### Tasks to complete
• a. Copy everything in the sail-dressing passage below from "Nets are barked" down to "for the copper.".
• b. Locate every line in the rows below that contains the word "trousers", and copy each of those lines.

### Text passage
* start *
Many different dressings are used by fishermen to preserve their sails and to keep them supple in wet and cold weather. Light summer sails are usually barked or tanned. These are sometimes afterwards brushed over with paraffin (kerosene). The Brixham men use a complicated mixture of linseed oil, tallow, Stockholm tar, yellow ochre, etc. If yachts’ sails are to be dressed they may be either tanned, or dressed with oil and ochre.

Nets are barked by passing them through a boiling solution of cutch, one pound to each gallon of water. In 1902, I saw the late Dr. P. W. Hughes barking his nets and using bichromate of potassium as a fixer. I tried the same solution on some light sails with disastrous result. Later, I made experiments with samples of the lightest sail cloth to find a strength of bichromate which would fix the cutch without injuring the fabric. This is the recipe for light sails which are not too large for the copper.

Boil in a copper 12 pounds of cutch and 12 gallons of water. Dip the sail and let it soak for a few minutes. Then clean out the copper and boil 4 or 5 ounces of bichromate of potassium in 12 gallons of water. Dip the sail in again. Then rinse it in water to remove the bichromate. If the bichromate contains any free chromic acid it will destroy the sail. It is therefore well to test the solution with litmus paper. If the litmus paper turns red, add washing soda gradually until it just begins to turn blue.
* end *
### Recorded information
* start *
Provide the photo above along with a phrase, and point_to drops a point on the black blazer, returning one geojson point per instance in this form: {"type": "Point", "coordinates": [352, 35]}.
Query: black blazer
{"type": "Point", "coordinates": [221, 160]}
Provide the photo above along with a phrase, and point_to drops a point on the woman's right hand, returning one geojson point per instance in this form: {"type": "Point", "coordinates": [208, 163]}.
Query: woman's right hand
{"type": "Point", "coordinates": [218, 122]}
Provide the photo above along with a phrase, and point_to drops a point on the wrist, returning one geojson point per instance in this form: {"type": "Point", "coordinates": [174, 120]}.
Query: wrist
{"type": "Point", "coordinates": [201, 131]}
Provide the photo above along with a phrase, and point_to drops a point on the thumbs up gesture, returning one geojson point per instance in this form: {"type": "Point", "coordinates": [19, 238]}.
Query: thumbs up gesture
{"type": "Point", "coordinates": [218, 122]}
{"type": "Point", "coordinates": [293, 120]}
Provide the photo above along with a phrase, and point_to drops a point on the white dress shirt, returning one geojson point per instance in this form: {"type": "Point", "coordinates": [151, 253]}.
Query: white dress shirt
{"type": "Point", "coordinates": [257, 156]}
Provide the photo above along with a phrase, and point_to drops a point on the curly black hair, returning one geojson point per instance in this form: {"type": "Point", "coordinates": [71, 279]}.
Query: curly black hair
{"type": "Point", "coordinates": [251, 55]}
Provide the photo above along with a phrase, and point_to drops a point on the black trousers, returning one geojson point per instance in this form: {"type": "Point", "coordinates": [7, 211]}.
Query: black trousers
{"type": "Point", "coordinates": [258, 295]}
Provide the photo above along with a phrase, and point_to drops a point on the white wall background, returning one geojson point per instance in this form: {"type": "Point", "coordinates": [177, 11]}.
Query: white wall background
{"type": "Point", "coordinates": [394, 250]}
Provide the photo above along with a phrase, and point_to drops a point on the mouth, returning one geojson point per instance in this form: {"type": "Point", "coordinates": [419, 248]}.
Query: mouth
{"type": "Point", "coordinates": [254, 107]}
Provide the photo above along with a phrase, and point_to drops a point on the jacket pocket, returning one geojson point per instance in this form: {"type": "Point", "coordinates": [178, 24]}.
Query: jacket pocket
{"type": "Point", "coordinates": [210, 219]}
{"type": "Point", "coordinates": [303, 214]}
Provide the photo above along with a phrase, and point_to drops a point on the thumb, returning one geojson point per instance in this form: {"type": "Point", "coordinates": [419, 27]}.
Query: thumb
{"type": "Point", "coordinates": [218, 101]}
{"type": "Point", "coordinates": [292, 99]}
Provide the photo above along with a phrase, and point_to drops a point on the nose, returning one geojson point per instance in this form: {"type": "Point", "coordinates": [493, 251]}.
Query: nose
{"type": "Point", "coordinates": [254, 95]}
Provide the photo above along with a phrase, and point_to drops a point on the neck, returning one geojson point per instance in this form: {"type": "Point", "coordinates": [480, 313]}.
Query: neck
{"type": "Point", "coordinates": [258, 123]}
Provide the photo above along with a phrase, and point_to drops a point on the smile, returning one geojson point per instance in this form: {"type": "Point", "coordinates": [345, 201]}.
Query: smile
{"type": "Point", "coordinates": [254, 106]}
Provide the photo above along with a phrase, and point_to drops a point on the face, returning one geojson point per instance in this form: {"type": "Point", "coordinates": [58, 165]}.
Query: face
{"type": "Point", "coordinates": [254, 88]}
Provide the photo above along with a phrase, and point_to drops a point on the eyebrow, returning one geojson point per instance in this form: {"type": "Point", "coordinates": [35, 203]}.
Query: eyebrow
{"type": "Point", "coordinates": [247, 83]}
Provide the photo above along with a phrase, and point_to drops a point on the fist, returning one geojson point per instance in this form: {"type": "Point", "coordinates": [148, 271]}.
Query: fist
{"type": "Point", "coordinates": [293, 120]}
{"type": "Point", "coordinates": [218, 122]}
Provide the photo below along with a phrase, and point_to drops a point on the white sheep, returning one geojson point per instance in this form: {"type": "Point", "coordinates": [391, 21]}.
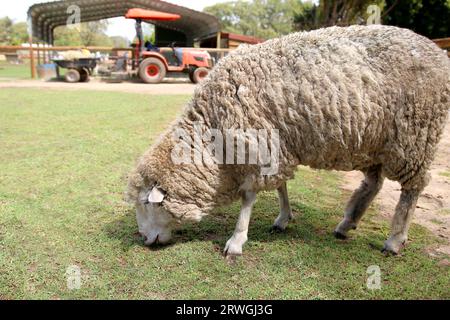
* end *
### Results of the exercise
• a.
Nets are barked by passing them through a boiling solution of cutch, one pound to each gallon of water. In 1902, I saw the late Dr. P. W. Hughes barking his nets and using bichromate of potassium as a fixer. I tried the same solution on some light sails with disastrous result. Later, I made experiments with samples of the lightest sail cloth to find a strength of bichromate which would fix the cutch without injuring the fabric. This is the recipe for light sails which are not too large for the copper.

• b.
Provide the photo above along with a phrase, and point_to drops a point on the black trousers, returning one geojson point per instance in this form: {"type": "Point", "coordinates": [7, 211]}.
Query: black trousers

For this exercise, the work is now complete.